— Your objective —
Work through the records below and copy every line that includes "patio".

— Source material —

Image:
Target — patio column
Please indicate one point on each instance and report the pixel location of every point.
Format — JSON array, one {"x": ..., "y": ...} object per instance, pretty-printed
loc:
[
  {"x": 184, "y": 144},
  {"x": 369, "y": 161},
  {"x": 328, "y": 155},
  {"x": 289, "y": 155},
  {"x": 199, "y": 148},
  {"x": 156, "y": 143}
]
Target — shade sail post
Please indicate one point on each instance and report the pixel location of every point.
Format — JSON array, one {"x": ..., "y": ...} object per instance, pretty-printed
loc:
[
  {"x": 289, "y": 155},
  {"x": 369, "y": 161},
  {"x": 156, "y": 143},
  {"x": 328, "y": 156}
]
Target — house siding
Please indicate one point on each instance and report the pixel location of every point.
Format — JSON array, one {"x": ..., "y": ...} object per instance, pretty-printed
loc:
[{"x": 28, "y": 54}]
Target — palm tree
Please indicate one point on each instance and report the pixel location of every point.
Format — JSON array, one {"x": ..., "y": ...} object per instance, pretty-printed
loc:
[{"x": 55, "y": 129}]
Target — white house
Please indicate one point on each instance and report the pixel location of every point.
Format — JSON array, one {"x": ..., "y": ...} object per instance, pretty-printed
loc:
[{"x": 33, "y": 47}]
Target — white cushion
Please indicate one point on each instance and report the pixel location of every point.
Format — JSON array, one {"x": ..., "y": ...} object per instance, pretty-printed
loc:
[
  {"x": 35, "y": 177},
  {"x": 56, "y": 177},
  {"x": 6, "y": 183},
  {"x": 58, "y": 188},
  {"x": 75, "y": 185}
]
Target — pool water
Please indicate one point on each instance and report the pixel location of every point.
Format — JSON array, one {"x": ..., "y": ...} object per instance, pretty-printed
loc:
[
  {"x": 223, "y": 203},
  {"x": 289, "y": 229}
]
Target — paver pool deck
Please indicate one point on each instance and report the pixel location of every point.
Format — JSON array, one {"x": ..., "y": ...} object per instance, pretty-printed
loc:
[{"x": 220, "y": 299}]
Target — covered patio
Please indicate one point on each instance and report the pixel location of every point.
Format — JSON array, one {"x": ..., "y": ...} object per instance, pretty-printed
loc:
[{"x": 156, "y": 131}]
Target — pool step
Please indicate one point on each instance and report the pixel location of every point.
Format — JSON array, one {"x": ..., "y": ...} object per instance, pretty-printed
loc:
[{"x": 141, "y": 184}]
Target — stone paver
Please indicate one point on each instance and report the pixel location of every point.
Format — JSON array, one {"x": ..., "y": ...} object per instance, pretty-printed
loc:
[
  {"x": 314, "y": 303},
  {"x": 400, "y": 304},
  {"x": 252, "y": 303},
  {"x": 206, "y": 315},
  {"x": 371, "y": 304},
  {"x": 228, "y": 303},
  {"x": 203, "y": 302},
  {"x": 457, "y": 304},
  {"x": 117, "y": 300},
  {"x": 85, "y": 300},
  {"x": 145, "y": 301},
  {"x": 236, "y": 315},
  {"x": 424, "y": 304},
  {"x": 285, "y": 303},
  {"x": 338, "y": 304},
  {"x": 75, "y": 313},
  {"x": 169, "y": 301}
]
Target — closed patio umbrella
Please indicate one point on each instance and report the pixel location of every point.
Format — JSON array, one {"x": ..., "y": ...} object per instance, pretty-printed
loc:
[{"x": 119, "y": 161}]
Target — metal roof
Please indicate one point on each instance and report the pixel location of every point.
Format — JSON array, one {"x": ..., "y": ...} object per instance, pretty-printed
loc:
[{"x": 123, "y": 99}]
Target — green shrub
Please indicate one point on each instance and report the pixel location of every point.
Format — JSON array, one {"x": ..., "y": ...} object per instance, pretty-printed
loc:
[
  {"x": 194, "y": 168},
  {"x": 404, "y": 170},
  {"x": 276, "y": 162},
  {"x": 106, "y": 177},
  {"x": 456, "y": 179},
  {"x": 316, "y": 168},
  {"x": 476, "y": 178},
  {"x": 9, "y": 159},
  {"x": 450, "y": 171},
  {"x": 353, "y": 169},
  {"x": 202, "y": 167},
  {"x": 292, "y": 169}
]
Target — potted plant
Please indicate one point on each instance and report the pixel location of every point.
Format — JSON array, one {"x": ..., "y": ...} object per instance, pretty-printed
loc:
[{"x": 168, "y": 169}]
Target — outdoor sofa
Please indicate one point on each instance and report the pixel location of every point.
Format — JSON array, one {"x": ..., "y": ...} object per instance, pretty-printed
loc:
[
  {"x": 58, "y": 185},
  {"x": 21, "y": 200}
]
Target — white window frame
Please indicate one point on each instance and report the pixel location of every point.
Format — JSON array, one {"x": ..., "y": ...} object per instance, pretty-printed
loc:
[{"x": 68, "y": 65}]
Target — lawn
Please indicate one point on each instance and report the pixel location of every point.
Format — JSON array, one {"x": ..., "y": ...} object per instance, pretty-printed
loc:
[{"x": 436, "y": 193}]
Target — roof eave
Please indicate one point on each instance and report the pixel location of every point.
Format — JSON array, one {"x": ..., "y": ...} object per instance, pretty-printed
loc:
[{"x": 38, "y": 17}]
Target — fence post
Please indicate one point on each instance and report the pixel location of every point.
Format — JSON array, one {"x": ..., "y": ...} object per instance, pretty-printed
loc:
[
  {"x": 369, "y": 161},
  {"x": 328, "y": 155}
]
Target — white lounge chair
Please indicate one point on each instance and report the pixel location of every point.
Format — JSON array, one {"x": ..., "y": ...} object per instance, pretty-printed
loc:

— Written response —
Target — patio column
Target — covered patio
Target — closed patio umbrella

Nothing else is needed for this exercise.